Excerpt to read
8.35 Solids - Strains

The general definition of the tensor for the spatial strain state is as follows:

$\epsilon =\left[\begin{array}{ccc}{\epsilon }_{xx}& {\epsilon }_{xy}& {\epsilon }_{xz}\\ {\epsilon }_{yx}& {\epsilon }_{yy}& {\epsilon }_{yz}\\ {\epsilon }_{zx}& {\epsilon }_{zy}& {\epsilon }_{zz}\end{array}\right]$

The individual elements of the tensor are defined as follows:

${\epsilon }_{ij}=\frac{1}{2}\left(\frac{\partial u_i}{\partial x_j}+\frac{\partial u_j}{\partial x_i}\right)$

To control the graphical display of solid strains, select Solids → Strains in the Results navigator. Table 4.35 shows these strains in numerical form.

The table shows the strains sorted by surfaces. The results are listed in reference to the grid points of each surface that encloses the solid.

The Grid Point and Grid Point Coordinates table columns correspond to those of the previous results table 4.34 Solids - Stresses.

Provided material

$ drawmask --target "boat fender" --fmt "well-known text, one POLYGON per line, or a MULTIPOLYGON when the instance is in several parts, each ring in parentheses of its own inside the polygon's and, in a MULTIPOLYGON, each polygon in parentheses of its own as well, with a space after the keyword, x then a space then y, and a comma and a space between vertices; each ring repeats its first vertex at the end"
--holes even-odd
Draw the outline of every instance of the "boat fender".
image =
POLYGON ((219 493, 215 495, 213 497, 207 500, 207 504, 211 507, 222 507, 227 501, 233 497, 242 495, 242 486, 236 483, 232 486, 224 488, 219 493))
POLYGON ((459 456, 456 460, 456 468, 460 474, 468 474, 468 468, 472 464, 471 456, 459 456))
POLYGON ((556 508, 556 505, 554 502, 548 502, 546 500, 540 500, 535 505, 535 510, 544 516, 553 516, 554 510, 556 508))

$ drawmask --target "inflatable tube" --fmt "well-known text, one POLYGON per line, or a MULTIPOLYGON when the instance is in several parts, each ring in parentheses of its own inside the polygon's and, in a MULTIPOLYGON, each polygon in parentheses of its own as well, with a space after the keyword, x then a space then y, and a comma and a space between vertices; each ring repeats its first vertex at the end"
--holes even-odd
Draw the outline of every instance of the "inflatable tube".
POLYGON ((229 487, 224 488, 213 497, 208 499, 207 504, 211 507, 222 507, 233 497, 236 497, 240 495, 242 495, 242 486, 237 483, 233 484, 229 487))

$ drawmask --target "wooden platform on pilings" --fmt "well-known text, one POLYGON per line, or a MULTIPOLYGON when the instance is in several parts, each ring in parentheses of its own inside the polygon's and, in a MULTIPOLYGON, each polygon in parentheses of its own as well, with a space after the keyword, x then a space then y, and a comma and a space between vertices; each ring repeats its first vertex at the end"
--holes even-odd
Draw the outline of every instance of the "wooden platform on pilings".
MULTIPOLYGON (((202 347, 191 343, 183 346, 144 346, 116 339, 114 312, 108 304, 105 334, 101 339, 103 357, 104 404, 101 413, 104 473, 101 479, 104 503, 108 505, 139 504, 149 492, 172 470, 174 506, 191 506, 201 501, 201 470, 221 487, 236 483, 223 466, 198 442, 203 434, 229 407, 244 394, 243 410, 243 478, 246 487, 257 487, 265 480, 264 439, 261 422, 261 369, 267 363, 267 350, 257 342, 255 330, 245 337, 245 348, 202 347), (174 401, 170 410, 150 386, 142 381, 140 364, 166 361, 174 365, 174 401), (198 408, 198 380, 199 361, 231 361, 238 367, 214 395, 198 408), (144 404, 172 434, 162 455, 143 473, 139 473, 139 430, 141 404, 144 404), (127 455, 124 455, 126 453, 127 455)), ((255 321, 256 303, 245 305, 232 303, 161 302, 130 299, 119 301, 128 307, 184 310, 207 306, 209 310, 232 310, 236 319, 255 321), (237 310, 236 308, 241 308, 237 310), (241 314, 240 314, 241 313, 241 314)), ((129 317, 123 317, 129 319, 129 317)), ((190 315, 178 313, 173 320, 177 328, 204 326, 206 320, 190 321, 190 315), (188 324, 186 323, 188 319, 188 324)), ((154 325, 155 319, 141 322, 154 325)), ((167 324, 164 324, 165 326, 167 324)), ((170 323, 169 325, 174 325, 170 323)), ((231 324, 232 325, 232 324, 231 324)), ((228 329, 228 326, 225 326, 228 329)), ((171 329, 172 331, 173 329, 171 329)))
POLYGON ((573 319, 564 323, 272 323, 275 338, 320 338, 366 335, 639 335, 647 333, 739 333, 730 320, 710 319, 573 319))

What this exercise asks
(A) According to the solid strains text, what must be selected in the Results navigator to control the graphical display of solid strains?
(B) Write out the entries word for word. Begin at the first line of the entries and stop after the line that contains "POLYGON ((219 493, 215".

Answers for the exercise
(A) Solids → Strains

(B)
$ drawmask --target "boat fender" --fmt "well-known text, one POLYGON per line, or a MULTIPOLYGON when the instance is in several parts, each ring in parentheses of its own inside the polygon's and, in a MULTIPOLYGON, each polygon in parentheses of its own as well, with a space after the keyword, x then a space then y, and a comma and a space between vertices; each ring repeats its first vertex at the end"
--holes even-odd
Draw the outline of every instance of the "boat fender".
image =
POLYGON ((219 493, 215 495, 213 497, 207 500, 207 504, 211 507, 222 507, 227 501, 233 497, 242 495, 242 486, 236 483, 232 486, 224 488, 219 493))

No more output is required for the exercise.